Questionada, a Casa Civil não se manifestou sobre o assunto.
Em entrevista à
Pública no início do mês, a titular do MPI, Sonia Guajajara, admitiu que os
planos de demarcação acabaram sofrendo um revés após a aprovação, pelo
Congresso Nacional, de uma lei que estabeleceu um marco temporal para o
reconhecimento dessas terras. Locais que não estivessem ocupados por esses
povos na data da promulgação da Constituição, 5 de outubro de 1988, não teriam
esse direito. A tese foi derrubada pelo Supremo Tribunal Federal, mas o
Congresso dobrou a aposta, dificultando a política indigenista do governo.
Não foi o primeiro
entrave colocado pelo Legislativo à agenda. Ao criar o MPI, a ideia do governo
era que o órgão fosse responsável pelo processo de demarcação. Essa atribuição,
porém, foi retirada da pasta pelo Congresso logo no início do mandato, que manteve
o poder de publicação de portarias demarcatórias nas mãos do Ministério da
Justiça. Já a Funai saiu da estrutura do Ministério da Justiça e passou a ser
vinculada ao MPI.

+++++

_O que se pede_
**a.** No trecho sobre a demarcação de terras indígenas, que data o marco temporal usa para o reconhecimento dessas terras?
**b.** Reproduza, do trecho sobre a demarcação de terras indígenas, a passagem que vai de "Não foi o primeiro" até "vinculada ao MPI.".
**c.** Com base no trecho sobre a demarcação de terras indígenas, diga se cada afirmação concorda com ele: (i) o Supremo Tribunal Federal derrubou a tese do marco temporal; (ii) a Funai continuou vinculada ao Ministério da Justiça; (iii) a Casa Civil comentou o assunto quando foi questionada. Para cada uma, responda sim ou não e cite as palavras do trecho que decidem.

_Material de origem_
+++++

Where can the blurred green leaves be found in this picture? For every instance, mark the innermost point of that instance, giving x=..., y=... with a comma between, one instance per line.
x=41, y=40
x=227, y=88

+++++

_Resultados do exercício_
**a.** 5 de outubro de 1988, data da promulgação da Constituição.

**b.**
Não foi o primeiro
entrave colocado pelo Legislativo à agenda. Ao criar o MPI, a ideia do governo
era que o órgão fosse responsável pelo processo de demarcação. Essa atribuição,
porém, foi retirada da pasta pelo Congresso logo no início do mandato, que manteve
o poder de publicação de portarias demarcatórias nas mãos do Ministério da
Justiça. Já a Funai saiu da estrutura do Ministério da Justiça e passou a ser
vinculada ao MPI.

**c.**
(i) Sim: "A tese foi derrubada pelo Supremo Tribunal Federal".
(ii) Não: "Já a Funai saiu da estrutura do Ministério da Justiça e passou a ser vinculada ao MPI."
(iii) Não: "Questionada, a Casa Civil não se manifestou sobre o assunto."